* [What is being asked]: Present the items as a Markdown table with the columns Row and Line, starting with the line that contains "If you could annotate the ornate spire" and going on through the last line of the items, with one line per row and no blank lines. Leave the pictures out of the answer.

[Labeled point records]
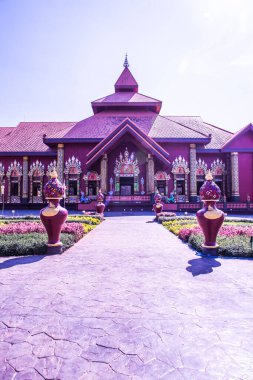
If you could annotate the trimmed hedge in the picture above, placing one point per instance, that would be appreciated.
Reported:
(238, 245)
(30, 244)
(234, 237)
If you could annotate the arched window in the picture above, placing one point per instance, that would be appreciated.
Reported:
(161, 182)
(72, 173)
(92, 181)
(51, 168)
(180, 172)
(36, 175)
(126, 172)
(2, 182)
(218, 172)
(14, 174)
(201, 170)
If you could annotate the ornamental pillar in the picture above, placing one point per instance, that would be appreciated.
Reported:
(150, 180)
(60, 162)
(193, 182)
(104, 173)
(235, 177)
(25, 180)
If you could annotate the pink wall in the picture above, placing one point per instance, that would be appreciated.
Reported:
(246, 176)
(80, 151)
(132, 146)
(243, 141)
(7, 160)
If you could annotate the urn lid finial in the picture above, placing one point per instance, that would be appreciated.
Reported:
(209, 191)
(54, 174)
(209, 176)
(53, 189)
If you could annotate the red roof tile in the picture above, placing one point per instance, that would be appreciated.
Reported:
(218, 135)
(104, 123)
(5, 131)
(126, 81)
(28, 136)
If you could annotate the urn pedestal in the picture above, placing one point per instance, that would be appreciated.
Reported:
(210, 218)
(157, 206)
(53, 216)
(100, 207)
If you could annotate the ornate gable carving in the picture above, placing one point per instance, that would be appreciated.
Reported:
(1, 169)
(73, 166)
(36, 169)
(126, 165)
(91, 176)
(14, 170)
(162, 176)
(180, 166)
(201, 167)
(218, 167)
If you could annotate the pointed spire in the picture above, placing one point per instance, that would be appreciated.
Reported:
(126, 64)
(126, 81)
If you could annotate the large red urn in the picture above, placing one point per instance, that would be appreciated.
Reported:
(100, 207)
(157, 206)
(53, 216)
(210, 218)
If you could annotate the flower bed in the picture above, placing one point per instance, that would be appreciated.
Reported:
(26, 236)
(30, 243)
(234, 237)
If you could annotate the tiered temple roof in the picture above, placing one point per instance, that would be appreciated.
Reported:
(109, 113)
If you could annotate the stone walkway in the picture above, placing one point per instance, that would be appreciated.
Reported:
(129, 301)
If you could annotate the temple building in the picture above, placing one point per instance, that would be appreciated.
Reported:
(129, 150)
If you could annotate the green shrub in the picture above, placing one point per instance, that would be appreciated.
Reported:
(228, 246)
(29, 244)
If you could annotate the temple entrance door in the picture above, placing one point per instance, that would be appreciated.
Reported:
(126, 186)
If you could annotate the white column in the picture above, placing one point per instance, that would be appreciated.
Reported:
(60, 162)
(235, 176)
(193, 183)
(25, 180)
(150, 173)
(104, 173)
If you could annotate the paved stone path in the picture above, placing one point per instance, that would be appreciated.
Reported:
(129, 301)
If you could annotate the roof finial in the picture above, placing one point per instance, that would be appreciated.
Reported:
(126, 64)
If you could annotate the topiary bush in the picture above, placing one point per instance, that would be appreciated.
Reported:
(236, 246)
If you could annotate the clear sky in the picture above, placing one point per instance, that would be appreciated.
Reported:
(56, 56)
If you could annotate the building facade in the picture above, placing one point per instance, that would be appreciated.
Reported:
(129, 150)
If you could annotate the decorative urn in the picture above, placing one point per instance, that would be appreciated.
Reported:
(157, 206)
(210, 218)
(53, 216)
(100, 207)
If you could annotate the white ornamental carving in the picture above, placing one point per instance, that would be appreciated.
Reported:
(73, 163)
(36, 169)
(218, 167)
(126, 165)
(178, 164)
(15, 168)
(1, 169)
(51, 168)
(201, 166)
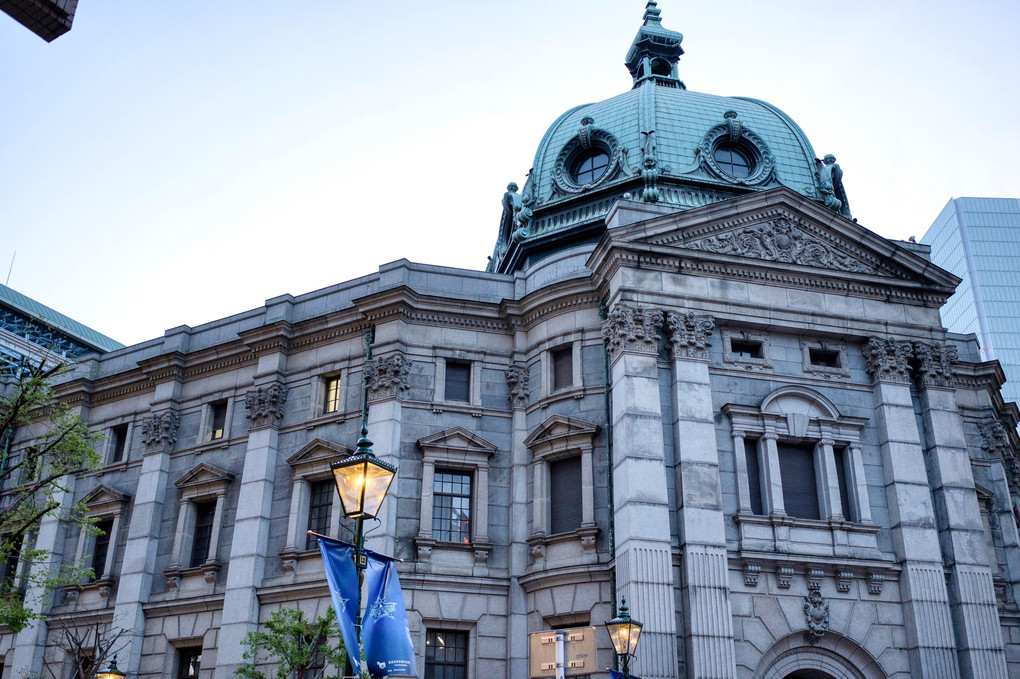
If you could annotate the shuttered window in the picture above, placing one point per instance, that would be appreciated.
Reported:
(562, 368)
(754, 476)
(458, 381)
(565, 498)
(800, 492)
(840, 471)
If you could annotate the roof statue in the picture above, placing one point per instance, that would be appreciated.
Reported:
(659, 143)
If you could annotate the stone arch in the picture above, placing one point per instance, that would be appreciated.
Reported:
(834, 655)
(799, 400)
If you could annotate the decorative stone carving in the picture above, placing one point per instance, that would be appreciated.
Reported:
(517, 379)
(265, 406)
(751, 574)
(689, 333)
(387, 377)
(784, 575)
(778, 241)
(888, 360)
(632, 329)
(160, 431)
(816, 616)
(844, 579)
(934, 364)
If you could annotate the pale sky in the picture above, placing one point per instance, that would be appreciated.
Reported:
(169, 163)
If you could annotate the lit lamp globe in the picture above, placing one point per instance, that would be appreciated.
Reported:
(624, 632)
(362, 480)
(111, 671)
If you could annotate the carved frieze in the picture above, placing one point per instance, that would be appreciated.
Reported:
(265, 406)
(888, 360)
(816, 617)
(934, 364)
(689, 333)
(517, 379)
(159, 431)
(387, 377)
(779, 241)
(632, 329)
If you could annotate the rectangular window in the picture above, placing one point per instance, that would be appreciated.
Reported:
(204, 513)
(452, 507)
(118, 435)
(800, 491)
(824, 358)
(562, 368)
(319, 509)
(744, 349)
(754, 476)
(840, 471)
(217, 420)
(565, 495)
(101, 547)
(458, 381)
(446, 655)
(189, 663)
(330, 402)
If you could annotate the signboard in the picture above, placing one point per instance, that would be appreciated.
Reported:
(577, 651)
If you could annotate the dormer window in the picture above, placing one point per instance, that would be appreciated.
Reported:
(733, 160)
(591, 166)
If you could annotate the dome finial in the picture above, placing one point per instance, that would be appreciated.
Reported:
(655, 51)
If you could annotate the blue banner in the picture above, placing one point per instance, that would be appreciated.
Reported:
(385, 633)
(338, 559)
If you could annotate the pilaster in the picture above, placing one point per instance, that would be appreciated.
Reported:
(708, 626)
(644, 554)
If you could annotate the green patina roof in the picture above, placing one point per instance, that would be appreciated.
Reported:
(42, 313)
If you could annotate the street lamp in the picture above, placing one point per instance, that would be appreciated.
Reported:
(362, 481)
(623, 632)
(111, 671)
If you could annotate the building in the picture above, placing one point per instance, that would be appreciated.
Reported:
(978, 240)
(687, 378)
(47, 18)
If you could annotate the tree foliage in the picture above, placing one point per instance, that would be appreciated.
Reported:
(294, 644)
(43, 446)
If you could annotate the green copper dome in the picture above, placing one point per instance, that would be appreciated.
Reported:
(657, 143)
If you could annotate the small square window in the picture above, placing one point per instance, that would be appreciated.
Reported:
(330, 400)
(562, 368)
(458, 381)
(217, 420)
(189, 663)
(746, 349)
(825, 358)
(118, 442)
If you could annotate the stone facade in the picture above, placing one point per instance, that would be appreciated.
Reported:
(745, 416)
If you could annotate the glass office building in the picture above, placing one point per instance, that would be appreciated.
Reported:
(978, 239)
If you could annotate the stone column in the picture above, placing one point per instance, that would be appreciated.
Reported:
(387, 381)
(644, 553)
(930, 638)
(972, 596)
(517, 380)
(708, 625)
(249, 546)
(159, 433)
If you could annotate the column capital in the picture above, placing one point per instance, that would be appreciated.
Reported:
(629, 328)
(934, 364)
(689, 333)
(888, 360)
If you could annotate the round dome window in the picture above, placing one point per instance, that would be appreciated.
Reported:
(591, 166)
(733, 160)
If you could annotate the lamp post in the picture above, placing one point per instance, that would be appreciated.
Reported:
(623, 632)
(111, 671)
(362, 481)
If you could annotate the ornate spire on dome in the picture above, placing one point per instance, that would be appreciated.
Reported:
(655, 52)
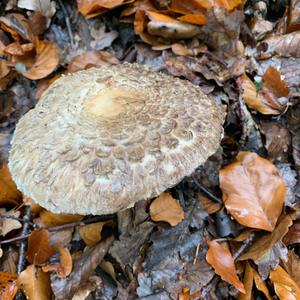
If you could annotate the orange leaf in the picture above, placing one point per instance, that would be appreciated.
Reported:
(285, 287)
(52, 219)
(262, 101)
(8, 285)
(47, 58)
(66, 264)
(8, 189)
(91, 59)
(253, 191)
(39, 250)
(166, 208)
(35, 283)
(220, 258)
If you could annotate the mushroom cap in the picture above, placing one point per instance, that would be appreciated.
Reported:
(101, 139)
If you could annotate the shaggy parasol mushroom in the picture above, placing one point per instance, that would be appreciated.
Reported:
(100, 140)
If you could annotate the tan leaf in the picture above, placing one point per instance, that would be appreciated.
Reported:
(39, 250)
(8, 189)
(91, 59)
(261, 285)
(35, 283)
(91, 233)
(267, 240)
(262, 102)
(66, 264)
(6, 224)
(253, 191)
(47, 58)
(52, 219)
(285, 287)
(166, 208)
(8, 285)
(220, 258)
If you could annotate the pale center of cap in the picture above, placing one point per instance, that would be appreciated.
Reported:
(112, 102)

* [Task result]:
| Row | Line |
|---|---|
| 1 | If you could annotate the ornate spire on dome in the picture above, placing one point per instance, that would be appreciated. |
| 2 | Reported: |
| 3 | (655, 52) |
| 4 | If you could annotate the orange leaf in the picture above, placing one point per instance, that would be appreciated. |
| 5 | Reported: |
| 6 | (285, 287) |
| 7 | (52, 219) |
| 8 | (262, 101) |
| 9 | (8, 285) |
| 10 | (47, 58) |
| 11 | (66, 264) |
| 12 | (8, 189) |
| 13 | (91, 59) |
| 14 | (253, 191) |
| 15 | (39, 250) |
| 16 | (166, 208) |
| 17 | (35, 283) |
| 18 | (220, 258) |
| 19 | If you could annotate the mushroom cap in the picture above, placing one point per instance, that would be appreciated. |
| 20 | Reported: |
| 21 | (101, 139) |
| 22 | If you could annotate the shaggy parasol mushroom in the picture above, placing one point per instance, that would be appreciated. |
| 23 | Reported: |
| 24 | (100, 140) |
| 25 | If you could annotate the tan leaf in the picture above, placing one point per instance, that would be appreciated. |
| 26 | Reported: |
| 27 | (39, 250) |
| 28 | (8, 189) |
| 29 | (91, 59) |
| 30 | (261, 285) |
| 31 | (35, 283) |
| 32 | (91, 233) |
| 33 | (267, 240) |
| 34 | (262, 102) |
| 35 | (66, 264) |
| 36 | (6, 224) |
| 37 | (253, 191) |
| 38 | (47, 58) |
| 39 | (52, 219) |
| 40 | (285, 287) |
| 41 | (166, 208) |
| 42 | (8, 285) |
| 43 | (220, 258) |
| 44 | If you could annotate the pale center of cap in the picture above, placing one point per instance, that would be appreciated. |
| 45 | Reported: |
| 46 | (112, 102) |